### Work item
Retype, exactly and with both ends included, the lines below from the one containing "Verify that every instance of the insect" through the end; omit the pictures.

### Data to process
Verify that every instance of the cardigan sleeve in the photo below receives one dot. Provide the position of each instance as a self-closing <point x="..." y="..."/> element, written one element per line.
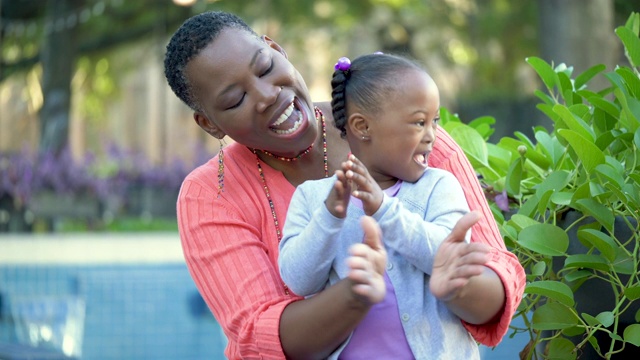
<point x="232" y="270"/>
<point x="309" y="240"/>
<point x="447" y="155"/>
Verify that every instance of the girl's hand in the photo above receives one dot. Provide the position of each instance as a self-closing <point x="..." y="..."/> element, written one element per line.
<point x="367" y="264"/>
<point x="364" y="186"/>
<point x="338" y="198"/>
<point x="456" y="261"/>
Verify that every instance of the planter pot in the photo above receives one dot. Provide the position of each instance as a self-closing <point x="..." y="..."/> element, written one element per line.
<point x="595" y="295"/>
<point x="152" y="201"/>
<point x="50" y="208"/>
<point x="13" y="218"/>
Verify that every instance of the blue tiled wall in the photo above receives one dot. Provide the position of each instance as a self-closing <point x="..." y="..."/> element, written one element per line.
<point x="132" y="312"/>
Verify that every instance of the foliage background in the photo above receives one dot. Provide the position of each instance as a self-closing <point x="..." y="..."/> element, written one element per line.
<point x="86" y="75"/>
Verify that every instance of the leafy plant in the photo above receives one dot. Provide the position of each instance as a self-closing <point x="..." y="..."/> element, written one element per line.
<point x="568" y="205"/>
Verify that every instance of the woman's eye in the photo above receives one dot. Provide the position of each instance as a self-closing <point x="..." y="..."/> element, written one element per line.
<point x="236" y="104"/>
<point x="268" y="70"/>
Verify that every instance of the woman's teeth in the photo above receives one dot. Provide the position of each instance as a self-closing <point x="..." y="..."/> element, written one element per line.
<point x="284" y="117"/>
<point x="420" y="159"/>
<point x="295" y="127"/>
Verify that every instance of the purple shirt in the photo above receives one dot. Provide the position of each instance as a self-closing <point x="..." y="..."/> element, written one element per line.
<point x="380" y="334"/>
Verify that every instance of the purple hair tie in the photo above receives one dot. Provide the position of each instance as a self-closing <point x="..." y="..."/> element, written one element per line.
<point x="343" y="64"/>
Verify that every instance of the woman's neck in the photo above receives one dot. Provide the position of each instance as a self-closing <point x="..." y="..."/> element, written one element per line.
<point x="312" y="165"/>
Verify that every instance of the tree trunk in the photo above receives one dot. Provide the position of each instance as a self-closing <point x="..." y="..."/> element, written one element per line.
<point x="579" y="33"/>
<point x="58" y="59"/>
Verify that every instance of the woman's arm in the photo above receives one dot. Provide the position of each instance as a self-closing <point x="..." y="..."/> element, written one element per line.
<point x="449" y="156"/>
<point x="309" y="240"/>
<point x="313" y="328"/>
<point x="236" y="274"/>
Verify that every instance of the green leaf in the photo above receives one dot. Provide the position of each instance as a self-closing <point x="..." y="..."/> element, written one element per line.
<point x="555" y="182"/>
<point x="600" y="212"/>
<point x="520" y="222"/>
<point x="612" y="175"/>
<point x="578" y="275"/>
<point x="514" y="176"/>
<point x="545" y="239"/>
<point x="566" y="87"/>
<point x="548" y="100"/>
<point x="574" y="122"/>
<point x="606" y="105"/>
<point x="471" y="143"/>
<point x="631" y="80"/>
<point x="553" y="316"/>
<point x="539" y="268"/>
<point x="590" y="320"/>
<point x="630" y="107"/>
<point x="561" y="198"/>
<point x="587" y="261"/>
<point x="632" y="334"/>
<point x="551" y="146"/>
<point x="561" y="349"/>
<point x="553" y="290"/>
<point x="632" y="293"/>
<point x="544" y="70"/>
<point x="633" y="22"/>
<point x="601" y="241"/>
<point x="588" y="75"/>
<point x="631" y="44"/>
<point x="624" y="263"/>
<point x="587" y="151"/>
<point x="446" y="117"/>
<point x="484" y="126"/>
<point x="606" y="318"/>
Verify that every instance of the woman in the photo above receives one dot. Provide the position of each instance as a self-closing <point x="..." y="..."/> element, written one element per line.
<point x="230" y="210"/>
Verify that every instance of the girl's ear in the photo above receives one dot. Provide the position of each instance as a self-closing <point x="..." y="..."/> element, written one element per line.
<point x="274" y="45"/>
<point x="208" y="126"/>
<point x="359" y="126"/>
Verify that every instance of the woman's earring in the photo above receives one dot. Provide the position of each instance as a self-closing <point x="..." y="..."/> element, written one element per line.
<point x="221" y="167"/>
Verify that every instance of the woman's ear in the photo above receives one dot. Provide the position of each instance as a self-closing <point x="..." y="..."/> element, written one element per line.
<point x="274" y="45"/>
<point x="207" y="125"/>
<point x="359" y="126"/>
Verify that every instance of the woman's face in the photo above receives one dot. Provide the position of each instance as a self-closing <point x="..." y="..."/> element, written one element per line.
<point x="248" y="90"/>
<point x="403" y="133"/>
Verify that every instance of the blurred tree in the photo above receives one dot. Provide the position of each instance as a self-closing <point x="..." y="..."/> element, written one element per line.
<point x="480" y="44"/>
<point x="563" y="26"/>
<point x="55" y="33"/>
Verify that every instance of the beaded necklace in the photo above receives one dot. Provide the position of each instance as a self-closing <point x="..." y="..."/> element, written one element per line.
<point x="319" y="115"/>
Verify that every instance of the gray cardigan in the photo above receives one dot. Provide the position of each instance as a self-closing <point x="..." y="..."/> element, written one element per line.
<point x="414" y="223"/>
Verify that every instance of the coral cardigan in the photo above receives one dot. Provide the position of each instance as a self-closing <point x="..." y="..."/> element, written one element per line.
<point x="231" y="247"/>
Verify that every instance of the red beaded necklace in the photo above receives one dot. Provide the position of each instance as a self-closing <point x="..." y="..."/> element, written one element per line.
<point x="320" y="116"/>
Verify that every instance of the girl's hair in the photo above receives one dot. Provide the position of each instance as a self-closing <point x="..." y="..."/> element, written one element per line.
<point x="194" y="35"/>
<point x="366" y="84"/>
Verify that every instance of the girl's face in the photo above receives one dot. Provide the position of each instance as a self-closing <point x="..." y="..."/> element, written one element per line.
<point x="401" y="136"/>
<point x="248" y="90"/>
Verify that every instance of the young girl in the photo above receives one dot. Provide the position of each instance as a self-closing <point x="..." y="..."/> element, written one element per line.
<point x="388" y="109"/>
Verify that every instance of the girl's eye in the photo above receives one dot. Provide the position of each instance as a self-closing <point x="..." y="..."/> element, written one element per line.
<point x="266" y="72"/>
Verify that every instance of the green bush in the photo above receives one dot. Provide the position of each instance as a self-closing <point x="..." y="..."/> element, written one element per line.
<point x="568" y="205"/>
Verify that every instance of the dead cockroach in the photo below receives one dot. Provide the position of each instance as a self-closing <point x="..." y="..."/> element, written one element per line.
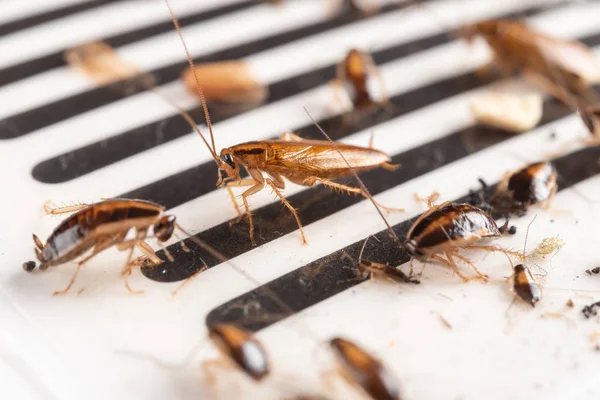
<point x="242" y="348"/>
<point x="304" y="162"/>
<point x="356" y="74"/>
<point x="564" y="69"/>
<point x="100" y="63"/>
<point x="532" y="184"/>
<point x="443" y="229"/>
<point x="360" y="368"/>
<point x="524" y="284"/>
<point x="99" y="226"/>
<point x="226" y="82"/>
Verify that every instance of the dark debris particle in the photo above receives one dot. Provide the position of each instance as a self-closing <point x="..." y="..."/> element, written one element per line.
<point x="591" y="310"/>
<point x="29" y="266"/>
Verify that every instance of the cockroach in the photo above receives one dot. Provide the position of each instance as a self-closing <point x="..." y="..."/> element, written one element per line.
<point x="96" y="227"/>
<point x="356" y="74"/>
<point x="443" y="229"/>
<point x="360" y="368"/>
<point x="227" y="82"/>
<point x="532" y="184"/>
<point x="564" y="69"/>
<point x="525" y="286"/>
<point x="101" y="64"/>
<point x="304" y="162"/>
<point x="242" y="348"/>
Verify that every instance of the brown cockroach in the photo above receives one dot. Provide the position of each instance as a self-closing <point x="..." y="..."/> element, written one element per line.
<point x="96" y="227"/>
<point x="100" y="63"/>
<point x="360" y="368"/>
<point x="524" y="284"/>
<point x="304" y="162"/>
<point x="565" y="69"/>
<point x="240" y="346"/>
<point x="533" y="184"/>
<point x="227" y="82"/>
<point x="356" y="74"/>
<point x="443" y="229"/>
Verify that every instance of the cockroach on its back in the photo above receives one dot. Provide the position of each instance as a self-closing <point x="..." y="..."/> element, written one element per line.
<point x="99" y="226"/>
<point x="242" y="348"/>
<point x="361" y="368"/>
<point x="356" y="74"/>
<point x="449" y="227"/>
<point x="533" y="184"/>
<point x="305" y="162"/>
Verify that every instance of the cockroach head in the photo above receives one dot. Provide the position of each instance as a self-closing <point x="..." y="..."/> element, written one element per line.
<point x="228" y="164"/>
<point x="163" y="229"/>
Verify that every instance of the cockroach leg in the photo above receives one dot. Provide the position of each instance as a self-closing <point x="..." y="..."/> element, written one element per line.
<point x="275" y="184"/>
<point x="98" y="248"/>
<point x="470" y="264"/>
<point x="349" y="189"/>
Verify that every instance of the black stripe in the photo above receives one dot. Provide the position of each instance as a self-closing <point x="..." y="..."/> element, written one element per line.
<point x="84" y="160"/>
<point x="31" y="120"/>
<point x="28" y="22"/>
<point x="330" y="275"/>
<point x="194" y="182"/>
<point x="44" y="63"/>
<point x="197" y="181"/>
<point x="272" y="222"/>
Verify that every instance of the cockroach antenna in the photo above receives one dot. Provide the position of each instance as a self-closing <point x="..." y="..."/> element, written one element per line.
<point x="213" y="149"/>
<point x="358" y="179"/>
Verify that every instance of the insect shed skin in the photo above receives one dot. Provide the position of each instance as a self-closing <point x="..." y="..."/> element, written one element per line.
<point x="525" y="285"/>
<point x="241" y="347"/>
<point x="365" y="370"/>
<point x="99" y="226"/>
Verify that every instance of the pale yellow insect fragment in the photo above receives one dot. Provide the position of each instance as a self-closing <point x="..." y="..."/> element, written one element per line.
<point x="508" y="111"/>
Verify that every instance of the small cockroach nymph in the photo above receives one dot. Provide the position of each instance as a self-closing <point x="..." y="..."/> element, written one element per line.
<point x="564" y="69"/>
<point x="356" y="74"/>
<point x="360" y="368"/>
<point x="227" y="82"/>
<point x="242" y="348"/>
<point x="524" y="284"/>
<point x="96" y="227"/>
<point x="532" y="184"/>
<point x="304" y="162"/>
<point x="102" y="65"/>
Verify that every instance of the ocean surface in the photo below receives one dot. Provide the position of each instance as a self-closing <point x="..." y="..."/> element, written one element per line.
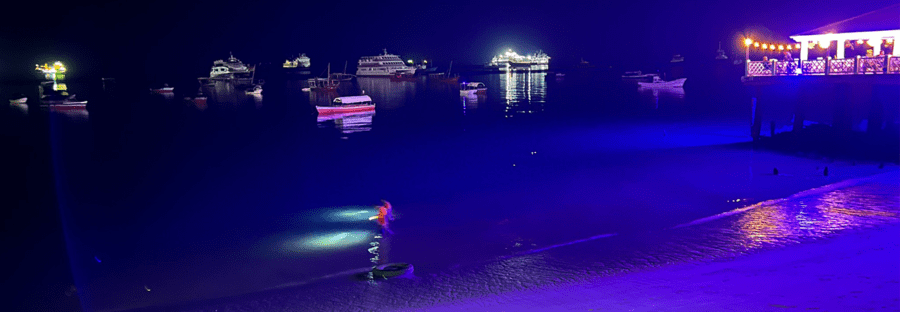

### Result of the exercise
Verify that every instance of the insect shed skin in the photo above receives one dot. Provide the position of each instance as a self-closing <point x="..." y="..."/> element, written one element per line.
<point x="525" y="285"/>
<point x="241" y="347"/>
<point x="365" y="370"/>
<point x="99" y="226"/>
Verify that every instance of the pale yellow insect fragment in the photo above receives one dot. Provide the position of each instance as a self-closing <point x="..." y="..."/> element, written one element per line.
<point x="508" y="111"/>
Verify that every instance of the small cockroach nymph in the photo above receives one dot. Provide the position of each instance as a self-closing <point x="..." y="..."/> element, written one element per line.
<point x="564" y="69"/>
<point x="356" y="74"/>
<point x="360" y="368"/>
<point x="227" y="82"/>
<point x="242" y="348"/>
<point x="524" y="284"/>
<point x="96" y="227"/>
<point x="532" y="184"/>
<point x="304" y="162"/>
<point x="102" y="65"/>
Verify that every instance of the ocean surface in the photo below receives one dot. Provide the position of each instance as a self-closing <point x="..." y="..."/> element, written one element per line.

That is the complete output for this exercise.